- [Task set]:
(a) Answer these questions from the Michel Serres passage, one per line:
(i) According to the passage, what is critique consumed in?
(ii) What does the method of critique produce within the university system, and what stays empty?
(iii) What name does Serres give to the system that yields "a world infinitely centered-decentered"?
(b) In the Michel Serres passage, the last sentence describes everywhere as an "earth-sun." List every pair of opposite qualities that sentence uses.
(c) Turn the paragraph of the Michel Serres passage that begins "Serres’ own approach is no less incisive" into a short bulleted list, keeping its main facts.

- [Provided text]:

━━━━━━━━━━━━━━━━━━━━━━━━━━━━━━

The captivating reflection of Chris Watkin on why he chose to write on Michel Serres continues below.
Hermeneutics of suspicion, hermeneutics of federation
Serres is antipathetic to the method of critique characteristic of the human sciences, and in particular to the culture of critique and the ‘hermeneutics of suspicion’that dominated the intellectual landscape in France in the latter decades of the twentieth century and still exerts a powerful influence on academic method today. Critique is consumed in judging the work of others (Her 60), and within the university system the method of critique produces stadiums full of referees ready to blow the whistle at the slightest infringement, while the pitch remains empty of players (Ec 198/C 136). The practitioners of academic critique are priests of knowledge, pronouncing ex cathedra on orthodoxy and heterodoxy, or pathologically suspicious police officers who are always tracking and questioning anyone they see (PT 32; R 33/Rom 31).
Serres’ own approach is no less incisive than the method of critique and suspicion, but it achieves its aims in a very different way. He opposes not by attacking, but by generalising. Witness this example from his early work on Leibniz: Rather than relocating the fixed point from one celestial object to another, Serres commends the Leibnizian approach of not negating Copernicus’s Revolution but generalising it to infinity ‘in order to discover that everything is centre in its way’, yielding ‘a world infinitely centered-decentered’ in a system which Serres describes as Ptolemaic-Copernican (SL 634). Everywhere is an ‘earth-sun’, variable and unvarying, moving and fixed, distinct and confused.

━━━━━━━━━━━━━━━━━━━━━━━━━━━━━━

- [Supplied information]:
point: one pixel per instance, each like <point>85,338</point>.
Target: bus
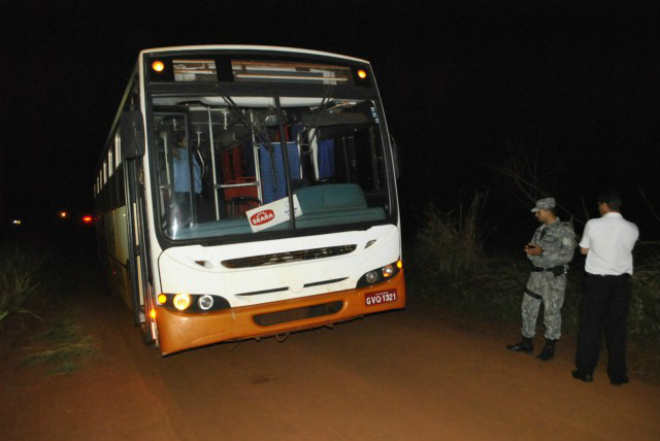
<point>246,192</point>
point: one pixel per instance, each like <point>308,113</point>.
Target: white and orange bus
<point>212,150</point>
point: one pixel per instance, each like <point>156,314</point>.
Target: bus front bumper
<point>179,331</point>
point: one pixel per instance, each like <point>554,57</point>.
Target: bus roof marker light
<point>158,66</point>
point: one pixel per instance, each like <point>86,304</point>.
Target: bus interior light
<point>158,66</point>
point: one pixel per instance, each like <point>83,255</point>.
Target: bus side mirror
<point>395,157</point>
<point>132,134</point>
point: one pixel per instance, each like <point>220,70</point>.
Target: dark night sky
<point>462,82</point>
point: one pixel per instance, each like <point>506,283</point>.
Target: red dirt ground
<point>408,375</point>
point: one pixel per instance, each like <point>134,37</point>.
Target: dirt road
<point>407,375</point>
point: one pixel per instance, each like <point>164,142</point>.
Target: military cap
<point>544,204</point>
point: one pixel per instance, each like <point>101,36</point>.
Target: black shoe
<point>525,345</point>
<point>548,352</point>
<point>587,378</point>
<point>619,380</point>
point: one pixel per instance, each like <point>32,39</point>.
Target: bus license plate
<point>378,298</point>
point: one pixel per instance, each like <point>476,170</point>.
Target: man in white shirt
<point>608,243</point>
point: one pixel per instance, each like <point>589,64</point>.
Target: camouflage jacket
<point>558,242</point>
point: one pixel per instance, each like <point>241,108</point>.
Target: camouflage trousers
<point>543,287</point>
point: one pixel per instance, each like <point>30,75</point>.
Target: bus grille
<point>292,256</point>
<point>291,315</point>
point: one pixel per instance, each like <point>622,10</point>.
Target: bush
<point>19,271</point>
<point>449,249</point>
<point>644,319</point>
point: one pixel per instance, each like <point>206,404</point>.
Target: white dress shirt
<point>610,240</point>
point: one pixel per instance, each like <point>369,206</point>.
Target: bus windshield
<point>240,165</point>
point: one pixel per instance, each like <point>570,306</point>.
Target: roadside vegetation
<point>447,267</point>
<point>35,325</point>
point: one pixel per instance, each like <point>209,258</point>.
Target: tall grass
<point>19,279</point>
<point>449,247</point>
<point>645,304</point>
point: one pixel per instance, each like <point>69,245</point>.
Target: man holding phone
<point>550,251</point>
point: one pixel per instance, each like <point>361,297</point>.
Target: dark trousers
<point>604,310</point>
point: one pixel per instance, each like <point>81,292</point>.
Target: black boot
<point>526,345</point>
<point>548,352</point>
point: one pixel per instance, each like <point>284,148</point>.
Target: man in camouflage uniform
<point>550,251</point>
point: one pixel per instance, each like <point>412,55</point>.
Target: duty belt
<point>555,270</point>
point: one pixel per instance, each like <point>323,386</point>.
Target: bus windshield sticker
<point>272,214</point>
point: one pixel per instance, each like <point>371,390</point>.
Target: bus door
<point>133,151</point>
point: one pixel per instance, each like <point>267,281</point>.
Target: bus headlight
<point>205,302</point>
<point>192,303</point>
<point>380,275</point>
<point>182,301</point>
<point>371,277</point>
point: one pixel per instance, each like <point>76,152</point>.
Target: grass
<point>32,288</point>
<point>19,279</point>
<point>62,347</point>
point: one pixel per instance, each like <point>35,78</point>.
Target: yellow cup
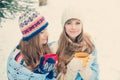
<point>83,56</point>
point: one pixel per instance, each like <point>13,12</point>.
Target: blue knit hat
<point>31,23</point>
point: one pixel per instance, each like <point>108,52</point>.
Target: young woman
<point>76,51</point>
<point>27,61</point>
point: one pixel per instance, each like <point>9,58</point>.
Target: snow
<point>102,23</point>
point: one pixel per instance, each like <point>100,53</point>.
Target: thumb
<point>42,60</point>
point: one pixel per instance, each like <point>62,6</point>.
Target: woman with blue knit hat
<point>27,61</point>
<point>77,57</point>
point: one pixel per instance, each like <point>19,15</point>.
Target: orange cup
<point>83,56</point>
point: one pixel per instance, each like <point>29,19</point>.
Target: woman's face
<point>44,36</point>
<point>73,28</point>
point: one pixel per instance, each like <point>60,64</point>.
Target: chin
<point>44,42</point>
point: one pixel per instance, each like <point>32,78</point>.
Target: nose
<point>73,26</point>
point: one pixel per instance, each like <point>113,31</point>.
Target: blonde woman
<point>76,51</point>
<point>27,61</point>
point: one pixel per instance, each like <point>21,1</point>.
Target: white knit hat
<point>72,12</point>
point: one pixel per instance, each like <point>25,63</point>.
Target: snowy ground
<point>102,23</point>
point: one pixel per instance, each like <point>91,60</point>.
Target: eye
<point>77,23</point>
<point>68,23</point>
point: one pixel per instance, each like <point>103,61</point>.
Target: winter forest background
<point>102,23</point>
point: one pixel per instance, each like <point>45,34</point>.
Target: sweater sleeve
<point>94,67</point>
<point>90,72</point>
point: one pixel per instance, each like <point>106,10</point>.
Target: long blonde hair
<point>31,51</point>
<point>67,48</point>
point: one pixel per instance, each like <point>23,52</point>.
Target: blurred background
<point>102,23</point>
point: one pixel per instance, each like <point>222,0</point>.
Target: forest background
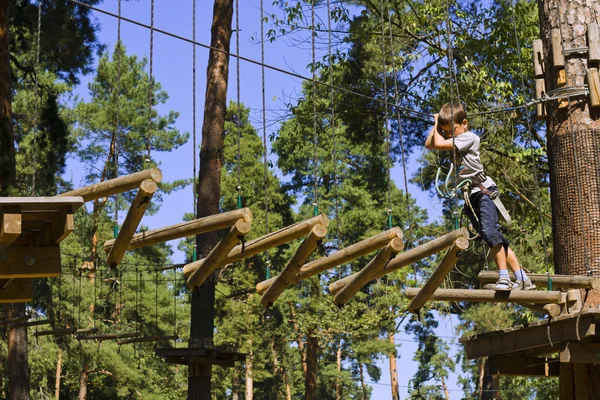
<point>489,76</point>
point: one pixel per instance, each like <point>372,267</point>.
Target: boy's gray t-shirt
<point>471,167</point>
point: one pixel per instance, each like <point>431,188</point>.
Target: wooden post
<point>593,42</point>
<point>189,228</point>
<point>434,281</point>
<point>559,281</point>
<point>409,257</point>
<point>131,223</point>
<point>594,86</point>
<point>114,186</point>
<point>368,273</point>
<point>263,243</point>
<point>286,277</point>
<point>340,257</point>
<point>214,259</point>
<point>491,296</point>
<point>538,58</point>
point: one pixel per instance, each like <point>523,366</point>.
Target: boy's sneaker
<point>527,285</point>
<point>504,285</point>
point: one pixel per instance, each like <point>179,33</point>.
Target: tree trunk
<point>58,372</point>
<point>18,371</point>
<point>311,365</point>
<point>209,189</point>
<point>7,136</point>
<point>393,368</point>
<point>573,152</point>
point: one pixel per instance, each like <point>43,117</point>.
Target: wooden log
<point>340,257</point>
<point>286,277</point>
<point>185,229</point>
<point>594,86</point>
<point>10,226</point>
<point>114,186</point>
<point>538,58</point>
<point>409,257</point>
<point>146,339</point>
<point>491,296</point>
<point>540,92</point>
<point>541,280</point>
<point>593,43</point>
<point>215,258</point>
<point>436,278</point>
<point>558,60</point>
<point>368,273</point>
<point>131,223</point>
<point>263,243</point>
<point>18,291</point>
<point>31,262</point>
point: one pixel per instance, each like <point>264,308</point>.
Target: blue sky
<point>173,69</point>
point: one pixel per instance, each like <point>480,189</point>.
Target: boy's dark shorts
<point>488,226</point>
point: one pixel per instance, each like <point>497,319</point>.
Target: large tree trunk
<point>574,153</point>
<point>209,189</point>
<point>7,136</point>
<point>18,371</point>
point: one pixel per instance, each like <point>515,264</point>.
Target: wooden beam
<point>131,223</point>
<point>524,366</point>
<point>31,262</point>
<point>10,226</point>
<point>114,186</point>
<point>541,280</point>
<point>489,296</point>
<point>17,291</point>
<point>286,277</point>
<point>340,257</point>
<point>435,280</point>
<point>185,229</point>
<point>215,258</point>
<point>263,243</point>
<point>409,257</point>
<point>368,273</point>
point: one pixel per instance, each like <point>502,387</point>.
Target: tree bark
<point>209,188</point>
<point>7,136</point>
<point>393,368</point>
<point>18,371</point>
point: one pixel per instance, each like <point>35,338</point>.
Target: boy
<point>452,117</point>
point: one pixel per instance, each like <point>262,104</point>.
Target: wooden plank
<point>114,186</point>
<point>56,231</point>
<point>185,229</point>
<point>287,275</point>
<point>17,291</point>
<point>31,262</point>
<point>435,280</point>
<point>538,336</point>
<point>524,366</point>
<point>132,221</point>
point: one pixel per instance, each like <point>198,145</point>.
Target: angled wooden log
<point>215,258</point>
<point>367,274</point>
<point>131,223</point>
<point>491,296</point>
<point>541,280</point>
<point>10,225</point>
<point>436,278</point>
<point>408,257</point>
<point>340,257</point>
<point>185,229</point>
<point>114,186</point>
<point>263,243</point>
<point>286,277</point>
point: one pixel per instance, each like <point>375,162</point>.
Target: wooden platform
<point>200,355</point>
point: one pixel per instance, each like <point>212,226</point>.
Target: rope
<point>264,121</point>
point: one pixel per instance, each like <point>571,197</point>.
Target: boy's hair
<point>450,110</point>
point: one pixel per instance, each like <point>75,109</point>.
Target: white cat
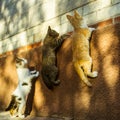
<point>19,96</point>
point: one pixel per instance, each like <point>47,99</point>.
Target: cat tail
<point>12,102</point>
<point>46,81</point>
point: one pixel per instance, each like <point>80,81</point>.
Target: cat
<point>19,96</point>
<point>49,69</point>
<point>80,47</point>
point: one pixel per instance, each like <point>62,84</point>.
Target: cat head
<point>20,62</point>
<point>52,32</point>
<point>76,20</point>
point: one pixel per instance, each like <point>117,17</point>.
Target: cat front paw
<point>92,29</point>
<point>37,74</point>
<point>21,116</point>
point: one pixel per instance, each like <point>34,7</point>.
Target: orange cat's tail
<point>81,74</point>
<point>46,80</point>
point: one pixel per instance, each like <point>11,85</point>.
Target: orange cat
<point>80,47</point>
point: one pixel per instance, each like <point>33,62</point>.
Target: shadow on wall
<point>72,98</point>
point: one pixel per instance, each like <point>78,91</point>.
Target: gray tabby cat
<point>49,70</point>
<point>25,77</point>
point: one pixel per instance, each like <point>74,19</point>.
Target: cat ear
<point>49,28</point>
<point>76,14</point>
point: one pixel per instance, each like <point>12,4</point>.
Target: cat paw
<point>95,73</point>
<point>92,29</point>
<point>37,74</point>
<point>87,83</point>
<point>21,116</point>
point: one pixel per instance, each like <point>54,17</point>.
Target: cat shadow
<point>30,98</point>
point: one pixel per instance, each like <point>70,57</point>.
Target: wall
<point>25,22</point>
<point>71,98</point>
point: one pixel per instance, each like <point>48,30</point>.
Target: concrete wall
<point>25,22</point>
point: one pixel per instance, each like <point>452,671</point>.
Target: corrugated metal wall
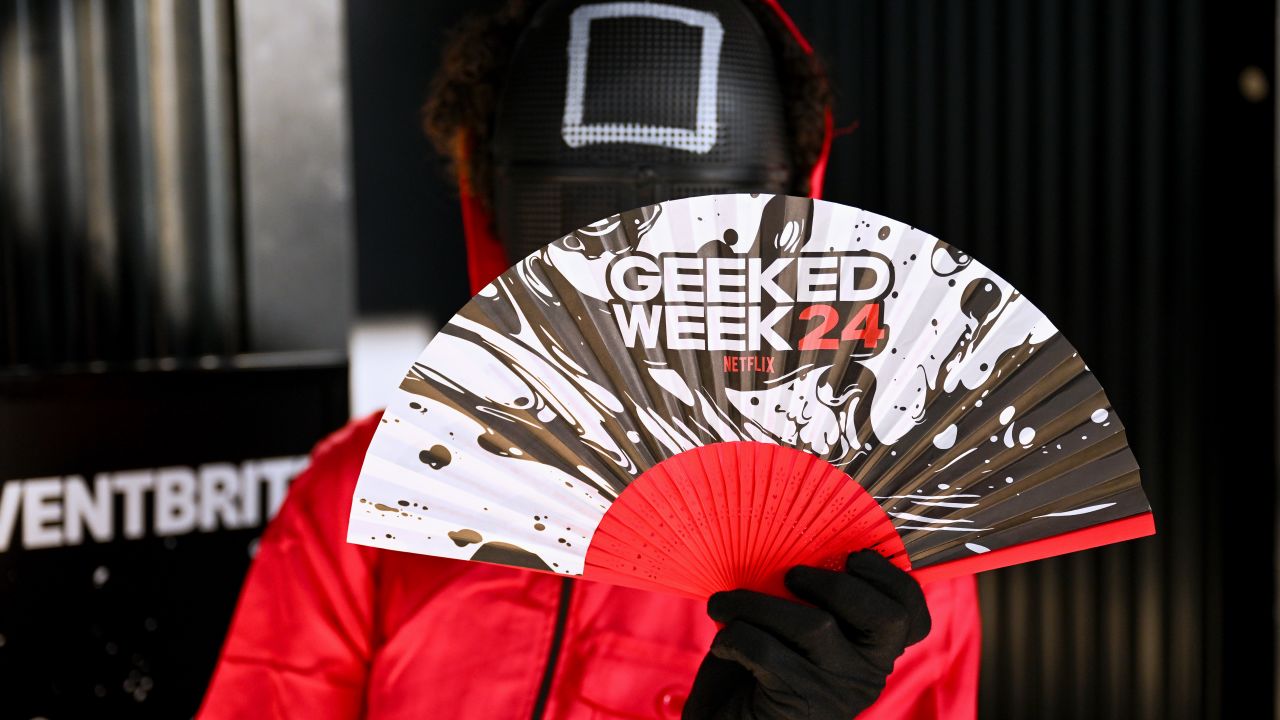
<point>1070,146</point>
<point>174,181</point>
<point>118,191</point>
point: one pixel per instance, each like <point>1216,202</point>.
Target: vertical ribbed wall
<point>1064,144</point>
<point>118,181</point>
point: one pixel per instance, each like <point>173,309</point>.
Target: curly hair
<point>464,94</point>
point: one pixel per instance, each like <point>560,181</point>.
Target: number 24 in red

━━━━━━━━━━━━━━━━━━━━━━━━━━━━━━

- [Exercise answers]:
(a)
(i) Judging the work of others.
(ii) Stadiums full of referees ready to blow the whistle at the slightest infringement, while the pitch remains empty of players.
(iii) Ptolemaic-Copernican.

(b)
- variable and unvarying
- moving and fixed
- distinct and confused

(c)
- Serres' approach is as incisive as critique and suspicion, but it reaches its aims differently.
- He opposes by generalizing, not by attacking.
- An example comes from his early work on Leibniz: instead of moving the fixed point from one celestial object to another, Serres praises Leibniz for generalizing Copernicus's Revolution to infinity rather than negating it.
- The result is "a world infinitely centered-decentered," a system Serres calls Ptolemaic-Copernican (SL 634).
- In it, everywhere is an "earth-sun": variable and unvarying, moving and fixed, distinct and confused.